Your instructions:
Going through the data below, please show each line containing the string "vent".

# # # # #

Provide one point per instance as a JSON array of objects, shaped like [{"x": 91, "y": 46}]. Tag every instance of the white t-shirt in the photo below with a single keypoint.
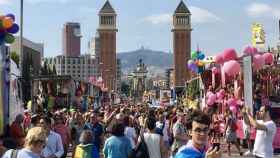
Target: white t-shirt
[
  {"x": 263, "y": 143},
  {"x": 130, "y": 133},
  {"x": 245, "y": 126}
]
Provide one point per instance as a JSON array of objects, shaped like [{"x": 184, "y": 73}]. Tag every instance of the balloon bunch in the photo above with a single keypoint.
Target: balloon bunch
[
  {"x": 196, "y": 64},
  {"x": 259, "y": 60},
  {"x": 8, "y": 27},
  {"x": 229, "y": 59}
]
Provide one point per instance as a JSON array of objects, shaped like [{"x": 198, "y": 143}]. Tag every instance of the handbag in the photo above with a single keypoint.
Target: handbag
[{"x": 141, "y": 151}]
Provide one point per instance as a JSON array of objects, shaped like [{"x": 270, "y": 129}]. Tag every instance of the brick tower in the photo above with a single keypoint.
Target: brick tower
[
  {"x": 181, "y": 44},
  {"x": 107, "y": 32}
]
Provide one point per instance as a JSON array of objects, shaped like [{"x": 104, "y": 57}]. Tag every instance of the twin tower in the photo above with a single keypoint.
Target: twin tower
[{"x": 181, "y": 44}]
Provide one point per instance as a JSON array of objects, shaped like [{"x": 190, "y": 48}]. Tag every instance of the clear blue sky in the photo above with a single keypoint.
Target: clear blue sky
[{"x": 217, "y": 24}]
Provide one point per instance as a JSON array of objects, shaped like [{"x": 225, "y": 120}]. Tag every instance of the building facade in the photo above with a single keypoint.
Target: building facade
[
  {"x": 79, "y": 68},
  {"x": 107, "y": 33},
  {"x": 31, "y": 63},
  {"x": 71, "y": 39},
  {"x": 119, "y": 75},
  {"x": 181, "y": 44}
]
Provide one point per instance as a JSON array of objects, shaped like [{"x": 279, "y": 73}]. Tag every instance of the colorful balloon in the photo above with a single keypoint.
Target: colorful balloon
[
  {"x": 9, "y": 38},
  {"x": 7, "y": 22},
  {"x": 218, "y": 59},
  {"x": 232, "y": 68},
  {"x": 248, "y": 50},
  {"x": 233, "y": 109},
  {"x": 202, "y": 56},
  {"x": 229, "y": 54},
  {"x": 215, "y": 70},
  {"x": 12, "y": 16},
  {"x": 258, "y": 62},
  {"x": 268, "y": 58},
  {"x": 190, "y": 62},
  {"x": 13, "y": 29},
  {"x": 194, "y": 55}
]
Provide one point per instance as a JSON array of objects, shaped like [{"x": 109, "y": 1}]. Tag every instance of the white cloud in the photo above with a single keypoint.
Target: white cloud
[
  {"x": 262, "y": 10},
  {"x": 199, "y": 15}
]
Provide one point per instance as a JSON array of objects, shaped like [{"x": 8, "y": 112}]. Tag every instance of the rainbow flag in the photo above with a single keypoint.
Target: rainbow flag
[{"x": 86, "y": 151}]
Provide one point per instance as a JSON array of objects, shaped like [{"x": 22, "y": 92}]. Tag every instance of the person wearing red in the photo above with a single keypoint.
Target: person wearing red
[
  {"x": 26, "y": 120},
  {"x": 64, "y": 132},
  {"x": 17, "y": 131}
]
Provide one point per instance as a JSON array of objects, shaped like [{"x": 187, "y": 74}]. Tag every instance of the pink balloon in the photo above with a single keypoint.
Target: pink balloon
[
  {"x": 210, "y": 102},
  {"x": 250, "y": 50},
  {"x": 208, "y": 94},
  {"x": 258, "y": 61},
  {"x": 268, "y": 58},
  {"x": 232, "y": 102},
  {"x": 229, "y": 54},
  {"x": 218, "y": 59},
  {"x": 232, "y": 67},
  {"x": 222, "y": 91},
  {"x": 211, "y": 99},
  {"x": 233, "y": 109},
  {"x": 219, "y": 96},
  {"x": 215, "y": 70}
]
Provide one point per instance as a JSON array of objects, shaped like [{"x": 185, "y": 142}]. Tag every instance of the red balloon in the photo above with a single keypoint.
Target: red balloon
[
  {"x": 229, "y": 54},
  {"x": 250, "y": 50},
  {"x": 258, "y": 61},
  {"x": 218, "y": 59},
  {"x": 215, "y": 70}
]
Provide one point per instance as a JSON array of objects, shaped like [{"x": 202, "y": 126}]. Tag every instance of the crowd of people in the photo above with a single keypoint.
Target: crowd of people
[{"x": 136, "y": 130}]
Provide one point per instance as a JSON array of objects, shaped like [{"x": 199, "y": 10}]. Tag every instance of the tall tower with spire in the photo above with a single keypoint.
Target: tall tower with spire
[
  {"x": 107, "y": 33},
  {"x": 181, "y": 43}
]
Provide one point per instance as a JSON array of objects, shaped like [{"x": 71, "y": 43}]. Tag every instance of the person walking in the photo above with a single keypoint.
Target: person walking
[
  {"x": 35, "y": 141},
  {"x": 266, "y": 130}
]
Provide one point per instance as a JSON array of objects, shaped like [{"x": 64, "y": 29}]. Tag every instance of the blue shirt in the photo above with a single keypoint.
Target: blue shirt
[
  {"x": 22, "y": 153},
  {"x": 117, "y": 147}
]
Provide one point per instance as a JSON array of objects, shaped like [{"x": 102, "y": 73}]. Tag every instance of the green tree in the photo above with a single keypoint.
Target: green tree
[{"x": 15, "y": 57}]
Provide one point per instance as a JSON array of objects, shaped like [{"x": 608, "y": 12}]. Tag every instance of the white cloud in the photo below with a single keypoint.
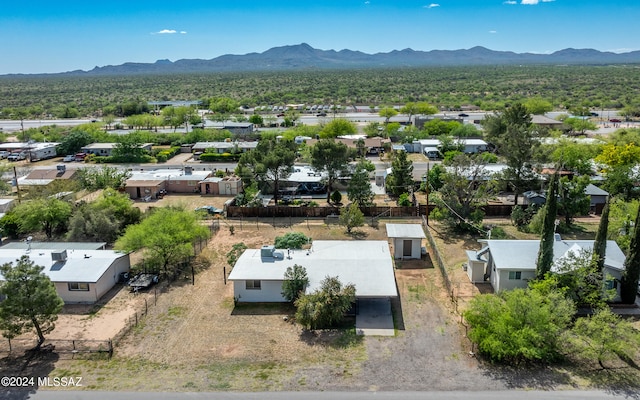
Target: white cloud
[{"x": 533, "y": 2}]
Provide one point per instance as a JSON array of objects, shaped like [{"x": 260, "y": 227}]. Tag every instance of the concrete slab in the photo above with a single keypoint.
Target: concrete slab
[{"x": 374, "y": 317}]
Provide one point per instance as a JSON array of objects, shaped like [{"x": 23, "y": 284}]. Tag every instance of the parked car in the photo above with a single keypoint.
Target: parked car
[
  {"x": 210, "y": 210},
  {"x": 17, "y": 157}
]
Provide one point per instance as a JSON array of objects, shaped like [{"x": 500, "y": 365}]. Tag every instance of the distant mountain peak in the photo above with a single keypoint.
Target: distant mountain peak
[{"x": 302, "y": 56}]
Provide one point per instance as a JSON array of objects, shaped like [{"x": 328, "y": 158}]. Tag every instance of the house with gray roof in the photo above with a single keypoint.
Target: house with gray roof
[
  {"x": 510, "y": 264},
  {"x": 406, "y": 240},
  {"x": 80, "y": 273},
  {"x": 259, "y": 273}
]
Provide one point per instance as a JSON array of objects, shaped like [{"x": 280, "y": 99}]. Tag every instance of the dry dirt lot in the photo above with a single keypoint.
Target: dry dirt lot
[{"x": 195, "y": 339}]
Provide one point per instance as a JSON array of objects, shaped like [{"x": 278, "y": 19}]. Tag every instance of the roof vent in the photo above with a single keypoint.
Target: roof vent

# # # # #

Your solution:
Provide one point per instance as a JSON array of objects, shaped like [{"x": 278, "y": 19}]. Tag every instance of the roof vent in the photo above with a single keypoint.
Target: roof vent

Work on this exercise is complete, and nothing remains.